What to produce: Write the records out again, keeping each line exactly as it is.

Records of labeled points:

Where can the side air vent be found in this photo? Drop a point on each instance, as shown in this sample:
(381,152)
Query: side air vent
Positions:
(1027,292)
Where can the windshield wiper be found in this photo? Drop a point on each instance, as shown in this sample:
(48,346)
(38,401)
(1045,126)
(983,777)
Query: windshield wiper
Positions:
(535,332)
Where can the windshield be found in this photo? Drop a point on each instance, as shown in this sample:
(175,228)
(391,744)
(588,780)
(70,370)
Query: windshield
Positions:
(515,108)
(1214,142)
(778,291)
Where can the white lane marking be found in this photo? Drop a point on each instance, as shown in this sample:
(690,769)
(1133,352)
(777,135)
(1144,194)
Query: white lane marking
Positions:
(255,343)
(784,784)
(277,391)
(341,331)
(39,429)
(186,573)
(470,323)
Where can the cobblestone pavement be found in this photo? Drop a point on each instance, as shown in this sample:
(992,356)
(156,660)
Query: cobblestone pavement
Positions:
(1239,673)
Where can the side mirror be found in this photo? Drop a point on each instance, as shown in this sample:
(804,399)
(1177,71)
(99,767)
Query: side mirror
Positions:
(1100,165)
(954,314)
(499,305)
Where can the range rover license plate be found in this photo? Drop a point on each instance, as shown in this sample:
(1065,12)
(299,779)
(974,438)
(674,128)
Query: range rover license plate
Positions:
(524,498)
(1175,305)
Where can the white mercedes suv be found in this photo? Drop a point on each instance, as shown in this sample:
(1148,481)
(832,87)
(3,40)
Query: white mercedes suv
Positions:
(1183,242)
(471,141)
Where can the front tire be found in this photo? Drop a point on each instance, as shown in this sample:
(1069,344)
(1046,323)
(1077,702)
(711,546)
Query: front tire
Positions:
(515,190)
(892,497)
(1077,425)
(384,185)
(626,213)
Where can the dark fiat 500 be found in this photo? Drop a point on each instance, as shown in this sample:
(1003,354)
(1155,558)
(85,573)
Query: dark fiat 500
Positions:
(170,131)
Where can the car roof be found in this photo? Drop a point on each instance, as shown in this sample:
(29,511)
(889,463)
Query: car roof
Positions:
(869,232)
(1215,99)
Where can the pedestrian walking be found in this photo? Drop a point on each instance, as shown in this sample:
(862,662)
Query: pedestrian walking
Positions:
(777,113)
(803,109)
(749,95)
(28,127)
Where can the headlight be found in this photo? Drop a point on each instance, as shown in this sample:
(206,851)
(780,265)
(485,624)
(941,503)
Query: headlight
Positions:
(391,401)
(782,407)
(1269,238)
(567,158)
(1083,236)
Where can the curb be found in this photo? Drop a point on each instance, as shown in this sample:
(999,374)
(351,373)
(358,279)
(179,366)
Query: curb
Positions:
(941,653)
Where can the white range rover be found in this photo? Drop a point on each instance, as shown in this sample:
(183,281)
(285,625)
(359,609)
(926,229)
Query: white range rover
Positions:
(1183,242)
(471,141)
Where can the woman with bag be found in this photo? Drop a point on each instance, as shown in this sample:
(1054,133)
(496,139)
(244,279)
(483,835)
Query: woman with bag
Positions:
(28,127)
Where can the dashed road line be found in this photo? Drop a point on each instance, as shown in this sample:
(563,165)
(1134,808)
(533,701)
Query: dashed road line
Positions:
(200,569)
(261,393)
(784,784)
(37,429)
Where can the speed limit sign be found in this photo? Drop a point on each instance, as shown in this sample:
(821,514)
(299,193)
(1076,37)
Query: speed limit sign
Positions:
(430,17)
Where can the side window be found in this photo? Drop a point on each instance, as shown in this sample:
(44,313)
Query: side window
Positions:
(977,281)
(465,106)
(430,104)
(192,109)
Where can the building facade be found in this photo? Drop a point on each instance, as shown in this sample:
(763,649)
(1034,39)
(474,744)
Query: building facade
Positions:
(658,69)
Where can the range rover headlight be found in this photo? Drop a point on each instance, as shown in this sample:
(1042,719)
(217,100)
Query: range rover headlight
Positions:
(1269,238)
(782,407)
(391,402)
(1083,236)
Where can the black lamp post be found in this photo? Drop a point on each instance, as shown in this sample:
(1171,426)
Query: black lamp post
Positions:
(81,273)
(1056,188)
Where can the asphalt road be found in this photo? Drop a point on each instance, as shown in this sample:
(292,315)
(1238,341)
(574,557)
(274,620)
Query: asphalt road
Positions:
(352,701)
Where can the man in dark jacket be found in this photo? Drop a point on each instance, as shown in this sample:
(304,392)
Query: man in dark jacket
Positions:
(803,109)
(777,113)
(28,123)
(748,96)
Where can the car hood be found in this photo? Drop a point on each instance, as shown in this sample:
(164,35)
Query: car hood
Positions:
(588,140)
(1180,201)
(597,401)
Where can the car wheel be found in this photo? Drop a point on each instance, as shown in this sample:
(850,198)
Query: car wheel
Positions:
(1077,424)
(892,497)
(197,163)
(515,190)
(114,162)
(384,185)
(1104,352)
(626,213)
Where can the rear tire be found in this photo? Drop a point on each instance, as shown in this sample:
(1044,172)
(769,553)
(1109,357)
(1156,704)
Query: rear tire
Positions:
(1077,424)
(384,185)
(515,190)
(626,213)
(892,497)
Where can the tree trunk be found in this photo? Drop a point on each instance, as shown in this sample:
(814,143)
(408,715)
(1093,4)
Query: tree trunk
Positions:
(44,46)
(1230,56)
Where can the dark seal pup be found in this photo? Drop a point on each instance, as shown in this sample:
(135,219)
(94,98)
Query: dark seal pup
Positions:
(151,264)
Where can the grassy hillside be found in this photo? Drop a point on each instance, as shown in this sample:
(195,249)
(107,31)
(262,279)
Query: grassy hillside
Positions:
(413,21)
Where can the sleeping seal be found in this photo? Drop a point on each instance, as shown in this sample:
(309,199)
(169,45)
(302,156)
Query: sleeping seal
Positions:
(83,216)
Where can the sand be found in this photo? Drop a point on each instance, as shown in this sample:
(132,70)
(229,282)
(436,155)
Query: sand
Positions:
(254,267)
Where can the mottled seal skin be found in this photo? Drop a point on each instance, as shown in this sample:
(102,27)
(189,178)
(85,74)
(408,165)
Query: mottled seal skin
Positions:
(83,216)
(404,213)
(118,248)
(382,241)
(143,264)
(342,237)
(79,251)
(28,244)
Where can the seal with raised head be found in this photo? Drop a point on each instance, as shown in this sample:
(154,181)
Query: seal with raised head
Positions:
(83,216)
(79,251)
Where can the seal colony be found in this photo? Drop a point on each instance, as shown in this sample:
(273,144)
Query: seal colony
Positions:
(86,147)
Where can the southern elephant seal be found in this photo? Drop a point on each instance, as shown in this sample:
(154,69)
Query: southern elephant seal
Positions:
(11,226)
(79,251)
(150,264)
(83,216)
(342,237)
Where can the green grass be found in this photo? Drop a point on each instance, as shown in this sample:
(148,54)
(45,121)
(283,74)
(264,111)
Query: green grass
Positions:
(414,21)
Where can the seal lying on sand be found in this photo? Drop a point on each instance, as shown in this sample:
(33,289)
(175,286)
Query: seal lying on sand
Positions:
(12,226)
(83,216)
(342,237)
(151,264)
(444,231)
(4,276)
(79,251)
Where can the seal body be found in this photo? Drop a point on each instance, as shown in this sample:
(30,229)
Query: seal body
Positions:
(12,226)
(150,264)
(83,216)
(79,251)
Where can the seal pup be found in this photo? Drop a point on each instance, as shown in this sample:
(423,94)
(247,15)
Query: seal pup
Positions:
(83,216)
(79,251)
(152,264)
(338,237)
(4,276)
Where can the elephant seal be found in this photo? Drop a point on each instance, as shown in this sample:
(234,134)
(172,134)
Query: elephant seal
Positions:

Complete response:
Where can the side air vent be found in this photo? Drop a point on each instance, as shown in this sample:
(381,152)
Query: side air vent
Positions:
(1027,292)
Where can the windshield wiper be found in this photo? Drop a point on each instance, as shown in this sample:
(48,346)
(38,401)
(1045,126)
(983,777)
Query: windshield wiper
Positions:
(535,332)
Where can the windshield be found in this photo? Drop a point on each instance, as shown in this sample:
(175,228)
(391,744)
(588,780)
(70,370)
Query: windshield
Positions:
(515,108)
(1214,142)
(778,291)
Where can the white lane marking be found in this photo? Drop a point on each instance, as shown in this sample:
(690,769)
(1133,352)
(777,135)
(1144,194)
Query: white lane marking
Positions:
(255,343)
(784,784)
(277,391)
(341,331)
(39,429)
(186,573)
(470,323)
Where can the cobblestone pavement be found in this photo? Drop a point on each instance, as shown in this sample:
(992,356)
(156,660)
Query: cobblestone pavement
Positions:
(1239,673)
Where can the side mirror be found in this photo? Drop a point on each instance, as shown in this sample:
(804,399)
(1177,71)
(99,767)
Query: side mirror
Positions:
(1100,165)
(954,314)
(499,305)
Where can the range rover license plate be found in this photo? Drop a point on each instance, as shown in this sample:
(1065,12)
(299,779)
(974,438)
(674,128)
Query: range rover license plate
Positions:
(524,498)
(1175,305)
Where can the white mercedes suv be found in this photo? Drop a point on each instance, as shown in this sample:
(1148,481)
(832,87)
(3,40)
Query: white mercedes suv
Positions:
(1183,242)
(471,141)
Where can the front tire be found in this photo? Drop a point on each instance, as shown in this sample:
(1069,344)
(1046,323)
(1077,702)
(711,546)
Query: front tire
Positions:
(515,190)
(892,497)
(1077,425)
(384,185)
(626,213)
Where can the dark fiat 500 be found in this photo? Drop a point on each instance, as shown in this sample:
(1003,354)
(1155,558)
(85,573)
Query: dark fiat 500
Positions:
(170,131)
Where can the car roof be found in this photo? Drop a point on each instance, as shown in this sample:
(29,511)
(889,463)
Query: car roof
Positions:
(869,232)
(1215,99)
Where can the pedestrian walking be found in this photo? Drop a point on each instance, as shown in this sample:
(862,662)
Query: pedestrian walking
Positions:
(777,113)
(803,109)
(749,95)
(28,127)
Where can the headlight be found in this photo? Drop a point on each instance, as shown in this sample:
(206,851)
(780,265)
(485,624)
(941,503)
Query: headlight
Positions:
(391,401)
(782,407)
(1269,238)
(567,158)
(1083,236)
Where can the curb be found in this photo? Drop a point on each instance, as shown in this sample:
(999,374)
(351,373)
(358,279)
(179,366)
Query: curb
Positions:
(941,653)
Where can the white range rover be found in this photo? Drop a point on each instance, as shown in this sample:
(183,281)
(285,625)
(359,609)
(926,229)
Query: white range rover
Positions:
(1183,242)
(471,141)
Where can the woman with bag be found in this photo? Drop a point on each instance, as shown in this sample:
(1054,133)
(496,139)
(244,279)
(483,835)
Query: woman with bag
Positions:
(28,127)
Where can the dashed road line be found in this photo? Drop a point on each instance, as shown in this sample:
(563,165)
(1134,808)
(533,701)
Query: dashed road line
Positions:
(200,569)
(261,393)
(784,784)
(37,429)
Where can the speed limit sign be found in this photo? Drop a point on each instance, as shown in this sample:
(821,514)
(299,193)
(1076,37)
Query: speed limit sign
Positions:
(430,17)
Where can the side window be found in this photo? Drop a point on each instance, as shown in this sample:
(44,313)
Query: side window
Positions:
(977,281)
(465,106)
(430,104)
(192,109)
Where can the building facade be found in this photo? Drop a point on each instance, as shown in this sample:
(763,649)
(1034,39)
(474,744)
Query: building facade
Positions:
(658,69)
Where can the range rover headlight be found in this photo? Drop a point on each instance, as shown in this sample:
(1042,719)
(217,100)
Query: range rover headlight
Positions:
(1269,238)
(782,407)
(391,402)
(1083,236)
Where can the black lamp post be found in this photo? Drop a point on each instance, as shown in this sample:
(1171,426)
Query: black lamp post
Positions:
(81,273)
(1056,188)
Where can the asphalt road be found in this photo? Drop a point on each instance, as shown in this sample:
(292,315)
(1238,341)
(574,557)
(274,620)
Query: asphalt road
Positions:
(352,701)
Where can the man in dark jacket be found in this photo? Drop a point on each instance, as shown in this sample:
(304,392)
Query: man in dark jacket
Positions:
(803,109)
(777,113)
(28,123)
(748,96)
Where can the car hood be found in this photo? Drop a point on each instance, as shown in this sample:
(164,35)
Query: car hood
Positions:
(588,140)
(1180,201)
(597,401)
Where can the car wheel be found in this photo? Drop a point on each instance, as shown in this sample:
(850,198)
Query: car wheel
Positions:
(1077,424)
(892,497)
(197,163)
(515,190)
(114,162)
(384,185)
(1104,352)
(626,213)
Where can the rear tire be found in this photo? Drop a point on each instance, as shown in this sample:
(1044,172)
(769,553)
(1109,357)
(1156,704)
Query: rear tire
Positions:
(1077,424)
(384,185)
(515,190)
(626,213)
(892,497)
Where can the tree trunk be found in this photo? Drop a point on each instance, as shown in this sample:
(814,143)
(408,715)
(1093,4)
Query: tree trunk
Positions:
(44,46)
(1230,56)
Where can the dark seal pup be found in this photo? Drop a point on each instance, as shown in this sample:
(135,219)
(94,98)
Query: dark seal pup
Positions:
(151,264)
Where can the grassy hillside be found in this photo? Drop a point on each instance, as shown in this sample:
(195,249)
(107,31)
(262,279)
Query: grassy hillside
Positions:
(413,21)
Where can the sleeping seal be found in this photo? Drop a point on each instance, as shown in this sample:
(309,199)
(169,45)
(302,156)
Query: sleeping seal
Positions:
(83,216)
Where can the sand be found in this photo? Drop a point on each instance, as shown in this sample:
(132,70)
(229,282)
(436,155)
Query: sand
Positions:
(254,267)
Where can the mottled seal skin be found in this photo? Drop a point on each instance, as shown in this sample:
(102,27)
(189,178)
(85,74)
(408,165)
Query: mottled seal skin
Positions:
(83,216)
(404,213)
(118,248)
(382,241)
(143,264)
(342,237)
(79,251)
(28,244)
Where can the seal with raised head be found in this photo? Drop a point on each instance, as shown in this sample:
(154,181)
Query: seal with raised head
Positions:
(83,216)
(79,251)
Where can the seal colony be found in this photo? Drop a point on each instance, as shown in this sample:
(273,144)
Query: seal colony
Positions:
(86,147)
Where can the southern elephant seal be found in this photo? Drop a point on each instance, as shown in this sample:
(154,69)
Query: southern elephant seal
Positions:
(11,226)
(79,251)
(150,264)
(83,216)
(342,237)
Where can the green grass be found in this photo? Drop a point on each instance, as shown in this sample:
(148,54)
(45,121)
(283,74)
(264,111)
Query: green grass
Positions:
(414,21)
Where can the seal lying on sand be found in this photo? Drop a point on each instance, as shown in this sample:
(33,289)
(175,286)
Query: seal lying on sand
Positions:
(12,226)
(83,216)
(342,237)
(151,264)
(444,231)
(4,276)
(79,251)
Where can the seal body be found in this photo? Drop a point on each instance, as shown in this sample:
(30,229)
Query: seal body
Positions:
(12,226)
(150,264)
(83,216)
(79,251)
Where can the seal pup be found in this photo? Drop a point on each instance, as shown in this sample:
(423,94)
(247,15)
Query: seal pup
Positions:
(83,216)
(79,251)
(152,264)
(338,237)
(4,276)
Where can the elephant seal be found in this photo? Drop a point on each instance, as shown in this sample:
(234,134)
(172,134)
Query: elephant seal
Positions:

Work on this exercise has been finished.